BLOCO DE TEXTO:
“Moço, me dá boas festas?”

03 - CRIANÇAS de RUA e cachorro

Quando eu ainda era criança era comum baterem à nossa porta, na época de Natal, com esse pedido curioso: “Moço, me dá boas-festas?”… na minha inocência de criança, ingenuamente, eu pensava: “Boas Festas!”. Mas logo minha mãe entrava e buscava um prato de comidas bem farto e entregava a cada um dos pedintes, que comiam com gosto e vontade, agradeciam e iam embora. E lá ficava eu com meus botões, analisando, à minha maneira infantil, por que algumas crianças tinham ceias de natal, roupas novas, presentes caros, enquanto tantas outras perambulavam pelas ruas à espera da generosidade de tão poucos.

Muitas décadas se passaram, o Brasil se transformou, vieram ditadores, caudilhos, demagogos, prometeram “dividir o bolo” depois de fazê-lo crescer… e então disseram para o povo que a miséria havia se acabado, e que agora o “papai noel” (aquele patético velhinho da Coca-Cola!) entregaria presentes em todas as casas, de ricos e de pobres, e que ninguém mais morreria de fome, e todos teriam suas casas, iriam à escola e teriam acesso a tudo o que a modernidade pode oferecer! Sim, é verdade! Já não vemos mais mendigos nas ruas e nas praças, não há mais crianças batendo em nossas portas e pedindo ”Moço, me dá boas festas?”… o Brasil é um país do 1º mundo!

BLOCO DE DADOS:
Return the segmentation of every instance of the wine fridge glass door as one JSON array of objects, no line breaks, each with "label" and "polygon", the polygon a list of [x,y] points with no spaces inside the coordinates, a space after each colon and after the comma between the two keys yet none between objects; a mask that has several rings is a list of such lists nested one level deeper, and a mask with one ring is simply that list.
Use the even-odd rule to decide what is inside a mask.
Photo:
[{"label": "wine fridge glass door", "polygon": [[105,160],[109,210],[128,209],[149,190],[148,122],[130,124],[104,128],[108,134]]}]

SUAS TAREFAS:
**1.** Responda com base no texto:
(a) O que a mãe entregava a cada um dos pedintes?
(b) O que foi prometido fazer com o bolo depois de fazê-lo crescer?
(c) A que marca o texto associa o "papai noel"?
**2.** Reproduza, por favor, o trecho do texto que vai de "Quando eu ainda" até "de tão poucos.", incluindo essas palavras.

RESPOSTAS DO EXERCÍCIO:
**1.**
(a) Um prato de comidas bem farto.
(b) Dividi-lo.
(c) À Coca-Cola.

**2.**
Quando eu ainda era criança era comum baterem à nossa porta, na época de Natal, com esse pedido curioso: “Moço, me dá boas-festas?”… na minha inocência de criança, ingenuamente, eu pensava: “Boas Festas!”. Mas logo minha mãe entrava e buscava um prato de comidas bem farto e entregava a cada um dos pedintes, que comiam com gosto e vontade, agradeciam e iam embora. E lá ficava eu com meus botões, analisando, à minha maneira infantil, por que algumas crianças tinham ceias de natal, roupas novas, presentes caros, enquanto tantas outras perambulavam pelas ruas à espera da generosidade de tão poucos.